How to complete this task:
Return the material below exactly, but only from the line with "Give the mask of the blue" through the line with "MULTIPOLYGON (((1178 669, 1045", and without its pictures.

*-*-*

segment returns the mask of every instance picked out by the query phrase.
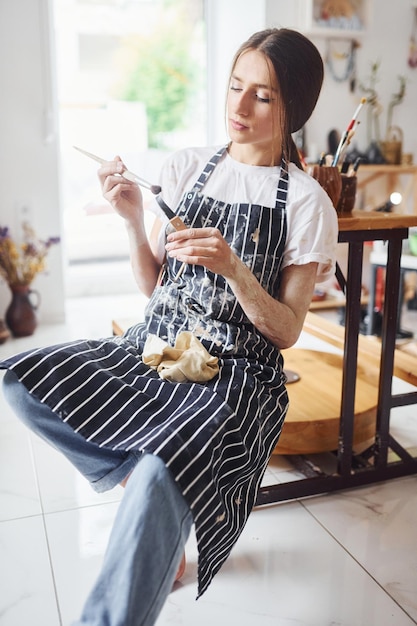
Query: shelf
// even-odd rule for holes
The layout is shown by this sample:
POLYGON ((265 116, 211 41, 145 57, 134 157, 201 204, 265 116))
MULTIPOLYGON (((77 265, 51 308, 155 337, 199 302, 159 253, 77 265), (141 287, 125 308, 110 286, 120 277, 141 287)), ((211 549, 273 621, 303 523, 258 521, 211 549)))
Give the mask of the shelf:
POLYGON ((402 202, 395 207, 398 213, 417 214, 417 165, 361 165, 358 169, 358 202, 373 208, 385 203, 393 191, 399 191, 402 202))
MULTIPOLYGON (((344 296, 335 297, 327 295, 323 300, 312 300, 309 306, 310 311, 325 311, 327 309, 339 309, 346 305, 344 296)), ((361 298, 361 305, 368 305, 368 296, 361 298)))
POLYGON ((375 174, 417 174, 417 165, 389 165, 384 163, 383 165, 364 164, 360 167, 361 172, 375 173, 375 174))

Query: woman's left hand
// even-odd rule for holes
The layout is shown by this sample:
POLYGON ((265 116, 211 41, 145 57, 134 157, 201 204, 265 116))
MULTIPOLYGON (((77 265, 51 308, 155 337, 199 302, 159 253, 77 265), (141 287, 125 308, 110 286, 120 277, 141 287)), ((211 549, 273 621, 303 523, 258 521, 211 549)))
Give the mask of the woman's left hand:
POLYGON ((187 228, 170 233, 168 256, 191 265, 203 265, 225 278, 233 276, 239 259, 217 228, 187 228))
POLYGON ((183 263, 203 265, 224 276, 248 319, 278 348, 290 348, 297 341, 313 295, 317 263, 284 268, 276 299, 260 285, 217 228, 176 231, 168 235, 165 247, 169 256, 183 263))

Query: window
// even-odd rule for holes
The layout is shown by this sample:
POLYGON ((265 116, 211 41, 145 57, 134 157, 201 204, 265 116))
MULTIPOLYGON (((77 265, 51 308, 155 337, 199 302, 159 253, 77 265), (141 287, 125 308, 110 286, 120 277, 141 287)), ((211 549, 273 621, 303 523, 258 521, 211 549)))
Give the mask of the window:
MULTIPOLYGON (((80 275, 87 276, 93 265, 95 289, 100 283, 103 292, 111 291, 109 263, 128 258, 123 222, 101 196, 99 165, 74 146, 105 159, 119 154, 129 169, 155 183, 169 152, 206 143, 203 2, 55 0, 71 295, 80 295, 80 275)), ((149 204, 150 192, 143 193, 149 204)))

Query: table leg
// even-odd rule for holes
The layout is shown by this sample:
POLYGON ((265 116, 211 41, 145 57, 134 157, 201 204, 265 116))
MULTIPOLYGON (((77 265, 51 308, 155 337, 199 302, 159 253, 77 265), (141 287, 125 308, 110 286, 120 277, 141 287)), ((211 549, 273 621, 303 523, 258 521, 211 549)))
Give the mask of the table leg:
POLYGON ((375 465, 377 468, 385 467, 388 458, 389 421, 392 407, 392 373, 394 369, 401 282, 401 250, 402 239, 391 239, 388 242, 384 315, 381 333, 381 365, 376 414, 375 465))
POLYGON ((362 263, 363 242, 349 242, 342 401, 340 410, 339 449, 337 455, 338 472, 344 477, 349 476, 352 470, 358 335, 361 321, 362 263))
POLYGON ((368 323, 366 325, 367 335, 373 335, 375 333, 375 290, 377 273, 378 265, 371 265, 371 281, 369 285, 368 301, 368 323))

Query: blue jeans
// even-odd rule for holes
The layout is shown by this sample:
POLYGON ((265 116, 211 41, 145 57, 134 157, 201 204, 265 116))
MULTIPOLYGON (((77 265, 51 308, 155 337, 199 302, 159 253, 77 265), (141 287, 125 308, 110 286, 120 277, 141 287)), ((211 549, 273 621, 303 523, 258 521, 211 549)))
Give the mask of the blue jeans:
POLYGON ((161 459, 88 442, 31 396, 13 372, 4 394, 31 430, 62 451, 96 491, 130 474, 99 577, 74 626, 152 626, 171 591, 191 511, 161 459))

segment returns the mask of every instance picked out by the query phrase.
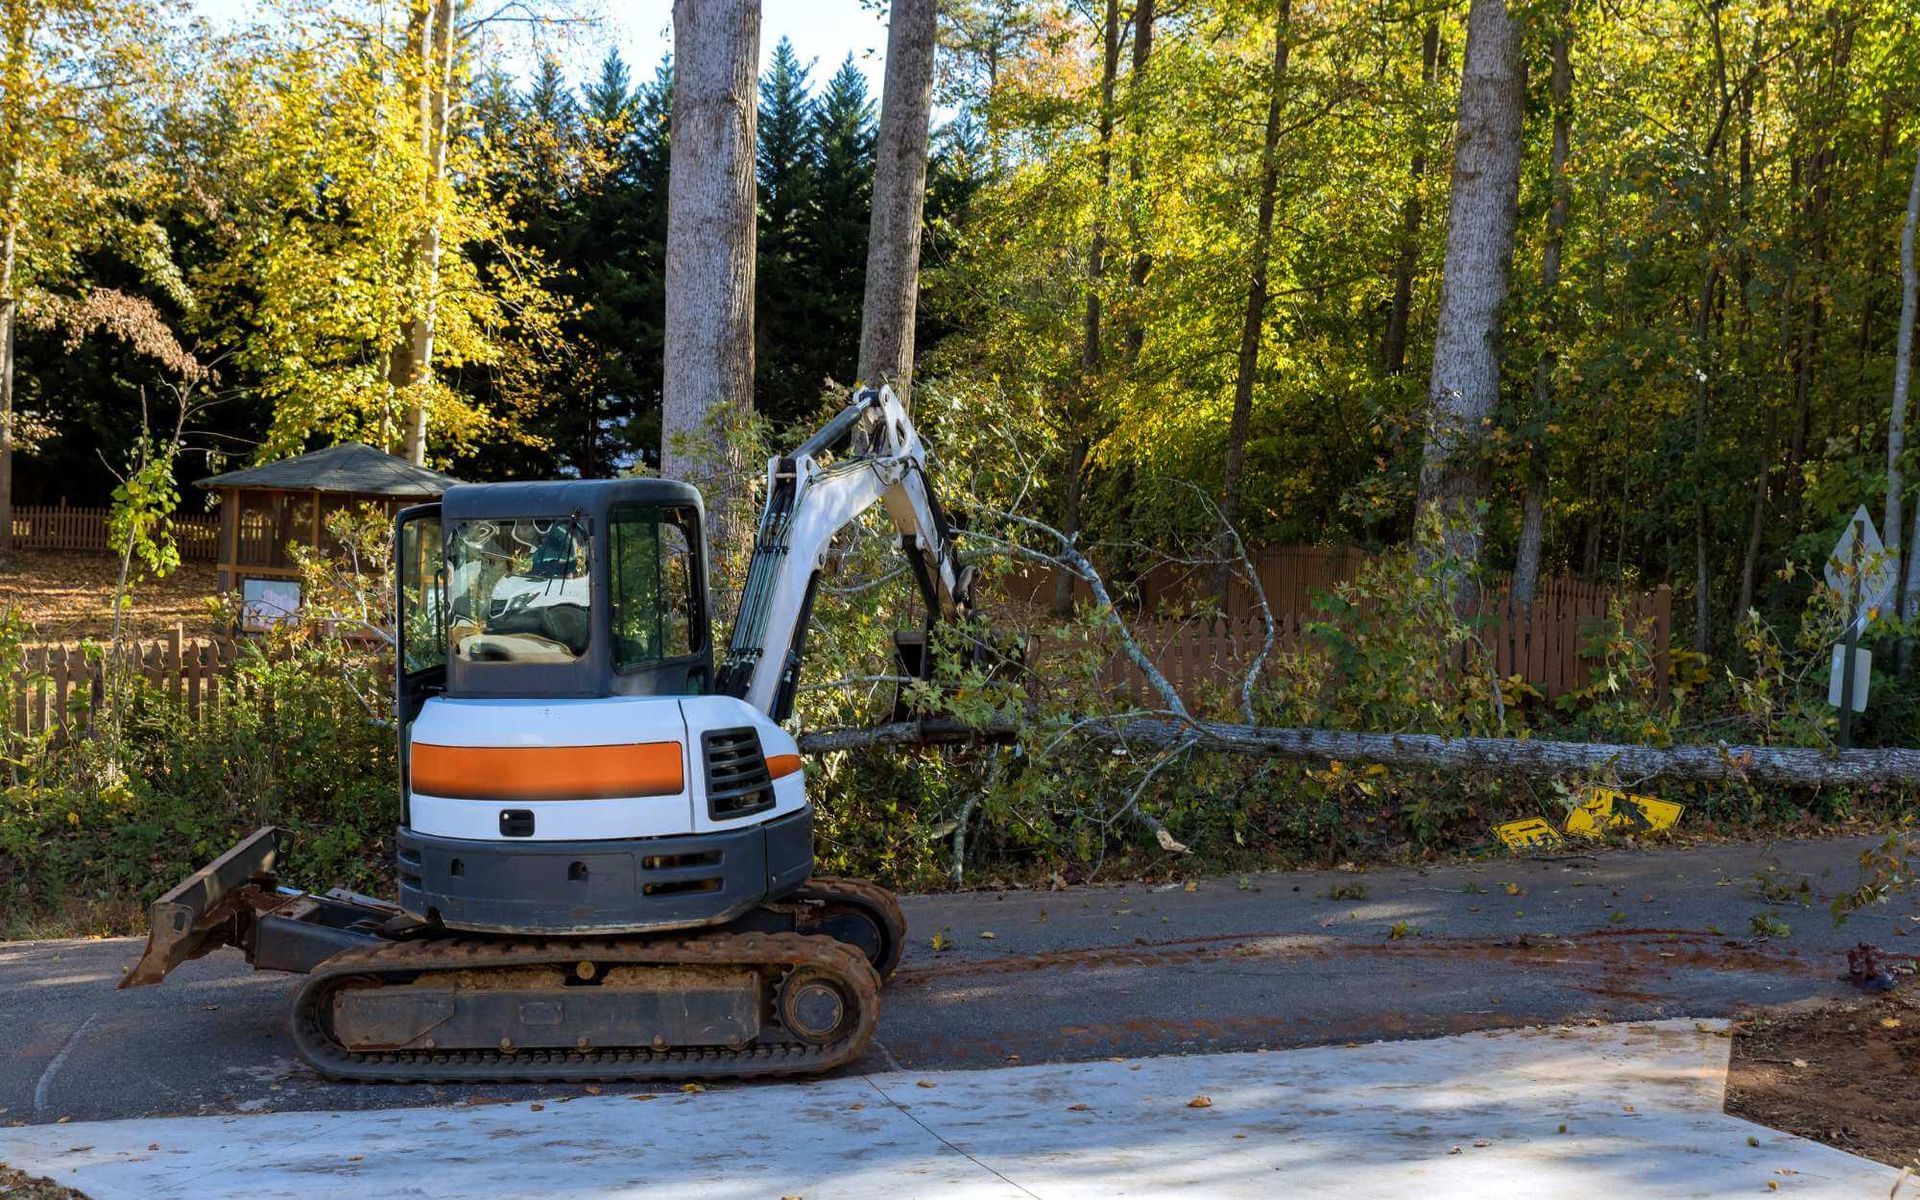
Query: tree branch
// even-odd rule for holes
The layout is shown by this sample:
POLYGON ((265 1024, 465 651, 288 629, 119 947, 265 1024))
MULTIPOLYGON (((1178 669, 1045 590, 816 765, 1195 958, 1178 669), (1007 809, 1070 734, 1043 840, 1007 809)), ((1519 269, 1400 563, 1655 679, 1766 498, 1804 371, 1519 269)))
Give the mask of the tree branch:
MULTIPOLYGON (((800 736, 806 754, 930 743, 1007 742, 1046 725, 1011 720, 970 726, 952 718, 903 721, 867 729, 826 729, 800 736)), ((1238 725, 1175 714, 1087 717, 1074 734, 1102 743, 1170 750, 1191 740, 1200 750, 1300 761, 1376 762, 1412 770, 1535 778, 1602 775, 1695 783, 1746 782, 1784 787, 1858 787, 1920 782, 1920 750, 1812 750, 1802 747, 1693 745, 1660 749, 1605 742, 1533 738, 1448 738, 1426 733, 1356 733, 1238 725)))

*-*-*

Answer space:
Give the mask of the blue jeans:
POLYGON ((161 459, 88 442, 31 396, 13 372, 4 394, 31 430, 62 451, 96 491, 130 474, 99 577, 74 626, 152 626, 171 591, 191 511, 161 459))

segment returns the mask of every instance picked out by the query phrase.
Query: tree branch
// even-odd rule for holes
The layout is shown by this sample:
POLYGON ((265 1024, 465 651, 288 629, 119 947, 265 1024))
MULTIPOLYGON (((1178 669, 1045 590, 816 765, 1195 958, 1178 669), (1007 809, 1070 734, 1043 840, 1007 809)), ((1519 269, 1400 563, 1655 679, 1766 498, 1804 371, 1519 269)))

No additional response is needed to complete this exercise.